THE TASK: Search the records below for "target" and copy every line it turns up in.
*** Begin section ***
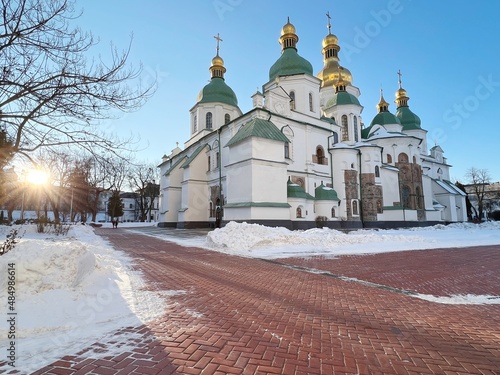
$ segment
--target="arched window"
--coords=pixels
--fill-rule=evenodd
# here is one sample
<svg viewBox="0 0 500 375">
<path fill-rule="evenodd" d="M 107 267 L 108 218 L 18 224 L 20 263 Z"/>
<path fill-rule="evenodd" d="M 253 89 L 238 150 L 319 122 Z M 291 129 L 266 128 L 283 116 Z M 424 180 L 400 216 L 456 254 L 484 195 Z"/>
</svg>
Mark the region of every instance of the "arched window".
<svg viewBox="0 0 500 375">
<path fill-rule="evenodd" d="M 214 204 L 210 202 L 210 217 L 215 216 Z"/>
<path fill-rule="evenodd" d="M 392 163 L 392 156 L 391 156 L 391 154 L 387 154 L 387 163 L 388 164 Z"/>
<path fill-rule="evenodd" d="M 332 207 L 332 217 L 335 217 L 335 207 Z"/>
<path fill-rule="evenodd" d="M 295 91 L 290 91 L 290 109 L 295 109 Z"/>
<path fill-rule="evenodd" d="M 337 133 L 333 133 L 333 144 L 339 143 L 339 135 Z"/>
<path fill-rule="evenodd" d="M 285 142 L 285 159 L 290 159 L 290 143 Z"/>
<path fill-rule="evenodd" d="M 413 155 L 413 164 L 417 164 L 417 157 Z"/>
<path fill-rule="evenodd" d="M 398 162 L 399 163 L 408 163 L 408 155 L 406 155 L 404 152 L 400 153 L 398 155 Z"/>
<path fill-rule="evenodd" d="M 321 146 L 316 147 L 316 162 L 323 165 L 328 164 L 325 158 L 325 151 Z"/>
<path fill-rule="evenodd" d="M 349 127 L 347 126 L 347 116 L 342 116 L 342 142 L 349 140 Z"/>
<path fill-rule="evenodd" d="M 378 214 L 381 214 L 383 213 L 384 211 L 382 210 L 382 201 L 381 200 L 378 200 L 377 201 L 377 213 Z"/>
<path fill-rule="evenodd" d="M 314 111 L 314 107 L 313 107 L 313 94 L 312 93 L 309 93 L 309 110 L 311 112 Z"/>
<path fill-rule="evenodd" d="M 231 115 L 229 113 L 226 113 L 224 115 L 224 124 L 228 124 L 231 122 Z"/>
<path fill-rule="evenodd" d="M 296 213 L 297 213 L 297 215 L 296 215 L 297 218 L 301 218 L 302 217 L 302 207 L 300 207 L 300 206 L 297 207 Z"/>
<path fill-rule="evenodd" d="M 354 141 L 359 141 L 358 138 L 358 118 L 354 116 Z"/>
<path fill-rule="evenodd" d="M 206 128 L 212 129 L 212 112 L 207 112 L 206 116 Z"/>
<path fill-rule="evenodd" d="M 375 177 L 380 177 L 380 168 L 378 165 L 375 166 Z"/>
<path fill-rule="evenodd" d="M 198 131 L 198 116 L 194 115 L 193 119 L 193 133 Z"/>
<path fill-rule="evenodd" d="M 358 214 L 358 201 L 357 200 L 352 201 L 352 214 L 359 215 Z"/>
</svg>

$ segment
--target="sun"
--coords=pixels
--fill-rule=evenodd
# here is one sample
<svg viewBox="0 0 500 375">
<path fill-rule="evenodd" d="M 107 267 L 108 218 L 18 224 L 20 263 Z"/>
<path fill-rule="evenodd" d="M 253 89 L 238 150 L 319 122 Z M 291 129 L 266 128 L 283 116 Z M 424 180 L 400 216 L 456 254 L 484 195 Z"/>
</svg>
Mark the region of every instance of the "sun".
<svg viewBox="0 0 500 375">
<path fill-rule="evenodd" d="M 49 180 L 49 173 L 42 169 L 30 169 L 26 180 L 33 185 L 45 185 Z"/>
</svg>

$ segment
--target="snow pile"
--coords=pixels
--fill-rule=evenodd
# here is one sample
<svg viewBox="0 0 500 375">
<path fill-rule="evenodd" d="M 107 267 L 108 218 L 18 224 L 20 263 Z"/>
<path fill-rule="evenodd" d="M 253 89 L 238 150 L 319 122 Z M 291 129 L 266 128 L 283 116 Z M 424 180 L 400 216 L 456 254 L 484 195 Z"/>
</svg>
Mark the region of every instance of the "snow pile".
<svg viewBox="0 0 500 375">
<path fill-rule="evenodd" d="M 230 222 L 207 235 L 209 249 L 267 259 L 313 256 L 373 254 L 500 244 L 500 223 L 480 225 L 457 223 L 448 226 L 358 230 L 343 233 L 334 229 L 290 231 L 258 224 Z"/>
<path fill-rule="evenodd" d="M 283 255 L 297 256 L 297 252 L 303 255 L 324 254 L 345 245 L 424 241 L 425 238 L 416 235 L 381 234 L 376 230 L 349 234 L 328 228 L 291 231 L 283 227 L 230 222 L 224 228 L 208 233 L 206 244 L 208 248 L 230 254 L 278 258 Z"/>
<path fill-rule="evenodd" d="M 3 227 L 1 237 L 11 228 Z M 68 236 L 26 230 L 13 250 L 0 256 L 0 300 L 7 301 L 7 269 L 15 268 L 17 363 L 34 370 L 104 339 L 116 329 L 161 316 L 165 295 L 145 291 L 131 260 L 76 225 Z M 0 238 L 1 238 L 0 237 Z M 4 303 L 2 316 L 7 316 Z M 0 322 L 0 345 L 8 326 Z M 0 371 L 1 372 L 1 371 Z"/>
</svg>

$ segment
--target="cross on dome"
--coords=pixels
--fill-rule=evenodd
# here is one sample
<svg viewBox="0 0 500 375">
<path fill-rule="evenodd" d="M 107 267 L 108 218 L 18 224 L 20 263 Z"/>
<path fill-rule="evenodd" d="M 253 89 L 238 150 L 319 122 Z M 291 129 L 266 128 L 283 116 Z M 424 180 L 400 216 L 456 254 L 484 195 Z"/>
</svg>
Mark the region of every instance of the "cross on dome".
<svg viewBox="0 0 500 375">
<path fill-rule="evenodd" d="M 217 40 L 217 56 L 219 56 L 219 48 L 220 48 L 219 43 L 220 43 L 220 42 L 222 42 L 223 40 L 221 39 L 221 37 L 220 37 L 220 34 L 219 34 L 219 33 L 217 33 L 217 35 L 216 35 L 216 36 L 214 36 L 214 38 Z"/>
<path fill-rule="evenodd" d="M 330 23 L 330 20 L 332 17 L 330 16 L 330 11 L 326 12 L 326 17 L 328 18 L 328 34 L 332 33 L 332 24 Z"/>
</svg>

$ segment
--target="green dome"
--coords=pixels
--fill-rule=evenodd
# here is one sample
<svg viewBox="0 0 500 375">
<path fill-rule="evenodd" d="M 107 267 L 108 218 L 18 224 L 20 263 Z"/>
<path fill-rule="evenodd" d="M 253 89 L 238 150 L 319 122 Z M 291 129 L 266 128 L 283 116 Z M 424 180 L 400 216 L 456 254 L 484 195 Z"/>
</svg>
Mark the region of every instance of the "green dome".
<svg viewBox="0 0 500 375">
<path fill-rule="evenodd" d="M 294 184 L 292 181 L 290 181 L 290 178 L 288 178 L 288 182 L 286 185 L 286 193 L 286 196 L 288 198 L 304 198 L 311 200 L 314 199 L 314 197 L 310 194 L 307 194 L 300 185 Z"/>
<path fill-rule="evenodd" d="M 403 125 L 403 131 L 421 129 L 420 117 L 414 114 L 409 107 L 399 107 L 396 110 L 396 117 Z"/>
<path fill-rule="evenodd" d="M 380 112 L 378 113 L 370 123 L 370 127 L 373 125 L 391 125 L 391 124 L 400 124 L 401 121 L 394 116 L 391 112 Z"/>
<path fill-rule="evenodd" d="M 238 106 L 236 94 L 223 78 L 214 77 L 198 94 L 198 103 L 225 103 Z"/>
<path fill-rule="evenodd" d="M 295 74 L 313 75 L 313 67 L 309 61 L 299 56 L 295 48 L 285 48 L 280 58 L 269 69 L 269 81 L 279 76 Z"/>
<path fill-rule="evenodd" d="M 315 192 L 315 199 L 317 201 L 338 201 L 337 192 L 332 188 L 326 187 L 325 185 L 319 185 Z"/>
<path fill-rule="evenodd" d="M 359 104 L 358 98 L 354 95 L 348 93 L 347 91 L 339 91 L 336 93 L 326 104 L 326 107 L 333 107 L 334 105 L 344 105 L 344 104 Z"/>
</svg>

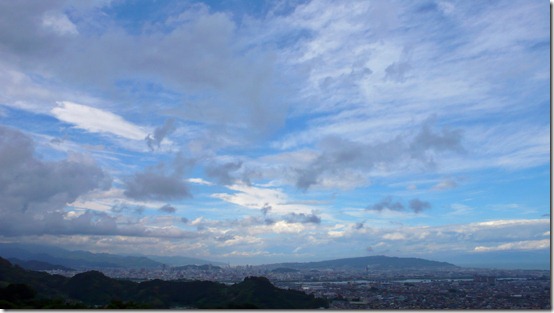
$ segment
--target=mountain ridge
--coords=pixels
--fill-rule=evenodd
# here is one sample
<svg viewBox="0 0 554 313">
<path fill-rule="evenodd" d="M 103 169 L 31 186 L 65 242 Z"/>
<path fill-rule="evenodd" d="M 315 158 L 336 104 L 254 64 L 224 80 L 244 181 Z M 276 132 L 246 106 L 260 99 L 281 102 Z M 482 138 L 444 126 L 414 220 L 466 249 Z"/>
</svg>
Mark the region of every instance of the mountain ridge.
<svg viewBox="0 0 554 313">
<path fill-rule="evenodd" d="M 110 253 L 93 253 L 84 250 L 66 250 L 56 246 L 0 243 L 0 257 L 19 259 L 21 261 L 38 261 L 68 268 L 159 268 L 164 265 L 184 266 L 223 263 L 188 257 L 118 255 Z M 158 261 L 160 260 L 160 261 Z M 173 260 L 173 262 L 163 262 Z"/>
<path fill-rule="evenodd" d="M 421 258 L 389 257 L 384 255 L 341 258 L 315 262 L 286 262 L 265 264 L 269 268 L 290 269 L 357 269 L 357 270 L 387 270 L 387 269 L 427 269 L 427 268 L 456 268 L 458 266 L 440 261 Z"/>
</svg>

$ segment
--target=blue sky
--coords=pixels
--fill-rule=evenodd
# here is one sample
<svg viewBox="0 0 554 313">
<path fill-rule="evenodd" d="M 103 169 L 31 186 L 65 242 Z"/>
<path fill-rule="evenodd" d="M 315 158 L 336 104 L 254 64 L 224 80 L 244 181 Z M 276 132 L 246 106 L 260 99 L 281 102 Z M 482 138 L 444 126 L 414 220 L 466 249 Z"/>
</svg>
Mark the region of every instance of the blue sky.
<svg viewBox="0 0 554 313">
<path fill-rule="evenodd" d="M 548 267 L 549 10 L 1 2 L 0 241 Z"/>
</svg>

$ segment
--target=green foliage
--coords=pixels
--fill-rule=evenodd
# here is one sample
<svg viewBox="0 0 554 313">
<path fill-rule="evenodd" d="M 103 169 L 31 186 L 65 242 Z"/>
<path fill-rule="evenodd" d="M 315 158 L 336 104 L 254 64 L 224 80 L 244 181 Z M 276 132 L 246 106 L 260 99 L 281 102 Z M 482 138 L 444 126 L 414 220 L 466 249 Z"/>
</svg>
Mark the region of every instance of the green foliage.
<svg viewBox="0 0 554 313">
<path fill-rule="evenodd" d="M 125 302 L 120 300 L 112 300 L 110 303 L 108 303 L 108 305 L 102 308 L 108 309 L 108 310 L 122 310 L 122 309 L 141 310 L 141 309 L 152 309 L 153 307 L 148 304 L 135 303 L 133 301 Z"/>
<path fill-rule="evenodd" d="M 112 279 L 97 271 L 71 278 L 25 271 L 0 258 L 0 305 L 26 309 L 315 309 L 324 299 L 297 290 L 279 289 L 265 277 L 247 277 L 227 286 L 210 281 Z"/>
</svg>

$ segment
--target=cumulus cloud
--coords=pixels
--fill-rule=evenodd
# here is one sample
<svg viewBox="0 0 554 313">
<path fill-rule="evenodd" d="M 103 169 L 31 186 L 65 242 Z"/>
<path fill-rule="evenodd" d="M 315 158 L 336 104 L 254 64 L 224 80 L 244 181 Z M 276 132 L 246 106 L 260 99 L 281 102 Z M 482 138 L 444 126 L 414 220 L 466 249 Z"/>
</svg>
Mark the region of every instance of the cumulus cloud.
<svg viewBox="0 0 554 313">
<path fill-rule="evenodd" d="M 0 194 L 5 210 L 26 210 L 71 203 L 91 190 L 107 189 L 111 178 L 97 165 L 77 157 L 43 162 L 33 155 L 32 140 L 0 126 Z"/>
<path fill-rule="evenodd" d="M 160 144 L 164 140 L 165 137 L 171 135 L 175 131 L 175 119 L 169 118 L 165 121 L 165 123 L 160 126 L 156 127 L 154 130 L 154 134 L 148 134 L 144 140 L 146 141 L 146 145 L 148 145 L 148 148 L 150 150 L 154 151 L 156 148 L 160 148 Z"/>
<path fill-rule="evenodd" d="M 383 210 L 390 210 L 390 211 L 404 211 L 406 208 L 410 209 L 414 213 L 419 213 L 423 210 L 427 210 L 431 208 L 431 204 L 427 201 L 422 201 L 417 198 L 410 200 L 408 203 L 408 206 L 406 207 L 404 204 L 402 204 L 399 201 L 394 201 L 391 196 L 385 197 L 383 200 L 369 205 L 366 207 L 366 210 L 368 211 L 378 211 L 381 212 Z"/>
<path fill-rule="evenodd" d="M 172 206 L 171 204 L 165 204 L 164 206 L 160 207 L 158 211 L 164 212 L 164 213 L 175 213 L 177 209 L 175 209 L 175 207 Z"/>
<path fill-rule="evenodd" d="M 289 213 L 285 215 L 284 218 L 288 223 L 301 223 L 301 224 L 320 224 L 321 223 L 321 218 L 315 215 L 313 212 L 310 214 Z"/>
<path fill-rule="evenodd" d="M 402 203 L 398 201 L 394 202 L 392 200 L 392 197 L 390 196 L 366 208 L 366 210 L 370 210 L 370 211 L 383 211 L 385 209 L 391 210 L 391 211 L 404 211 L 405 208 Z"/>
<path fill-rule="evenodd" d="M 137 200 L 172 200 L 191 197 L 188 186 L 177 175 L 151 170 L 136 173 L 126 182 L 125 196 Z"/>
<path fill-rule="evenodd" d="M 427 201 L 421 201 L 419 199 L 410 200 L 410 209 L 415 213 L 419 213 L 423 210 L 431 208 L 431 204 Z"/>
<path fill-rule="evenodd" d="M 169 170 L 165 165 L 147 168 L 125 181 L 125 196 L 136 200 L 173 200 L 191 197 L 183 179 L 187 160 L 177 154 Z M 168 172 L 168 173 L 166 173 Z"/>
<path fill-rule="evenodd" d="M 433 132 L 431 128 L 433 118 L 425 122 L 419 133 L 410 144 L 410 152 L 414 158 L 424 157 L 427 151 L 464 152 L 462 147 L 462 131 L 459 129 L 443 128 L 440 132 Z"/>
<path fill-rule="evenodd" d="M 273 224 L 271 229 L 278 234 L 297 234 L 304 230 L 304 226 L 301 223 L 287 223 L 285 221 L 279 221 Z"/>
<path fill-rule="evenodd" d="M 206 167 L 206 175 L 216 179 L 222 185 L 230 185 L 235 178 L 231 175 L 242 167 L 242 161 L 211 164 Z"/>
<path fill-rule="evenodd" d="M 63 233 L 77 231 L 76 224 L 90 226 L 94 221 L 104 227 L 111 223 L 105 215 L 93 212 L 67 221 L 63 211 L 83 194 L 110 188 L 111 177 L 104 170 L 76 155 L 60 161 L 42 161 L 35 157 L 34 150 L 28 136 L 0 126 L 1 233 Z M 48 230 L 51 227 L 54 229 Z"/>
</svg>

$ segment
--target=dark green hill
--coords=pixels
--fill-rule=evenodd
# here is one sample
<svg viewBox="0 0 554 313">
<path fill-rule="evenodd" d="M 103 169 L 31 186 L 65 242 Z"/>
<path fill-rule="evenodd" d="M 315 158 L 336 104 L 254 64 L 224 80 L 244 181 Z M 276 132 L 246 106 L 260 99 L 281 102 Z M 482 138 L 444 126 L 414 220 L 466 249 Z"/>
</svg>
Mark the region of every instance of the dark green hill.
<svg viewBox="0 0 554 313">
<path fill-rule="evenodd" d="M 279 289 L 265 277 L 246 277 L 244 281 L 231 286 L 230 294 L 232 304 L 244 308 L 249 305 L 257 308 L 279 309 L 328 307 L 327 301 L 324 299 L 315 298 L 313 295 L 307 296 L 304 292 L 297 290 Z"/>
<path fill-rule="evenodd" d="M 135 283 L 112 279 L 97 271 L 80 273 L 71 278 L 50 275 L 24 270 L 2 258 L 0 288 L 0 295 L 11 296 L 0 299 L 8 301 L 4 304 L 9 308 L 314 309 L 328 306 L 326 300 L 300 291 L 279 289 L 263 277 L 248 277 L 232 286 L 210 281 L 151 280 Z M 14 299 L 14 294 L 22 294 L 26 298 Z M 30 294 L 32 299 L 29 299 Z"/>
<path fill-rule="evenodd" d="M 128 300 L 136 289 L 136 283 L 116 280 L 98 271 L 89 271 L 71 277 L 63 291 L 72 299 L 87 304 L 101 305 L 111 300 Z"/>
</svg>

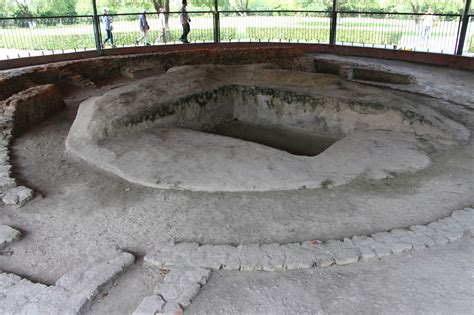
*** End section ***
ANSWER SPACE:
--target="arched window"
--target="sun"
--target="snow pile"
--target="cross on dome"
--target="green dome"
--target=mountain ridge
--target=blue sky
--target=green foliage
--target=cumulus cloud
--target=dark green hill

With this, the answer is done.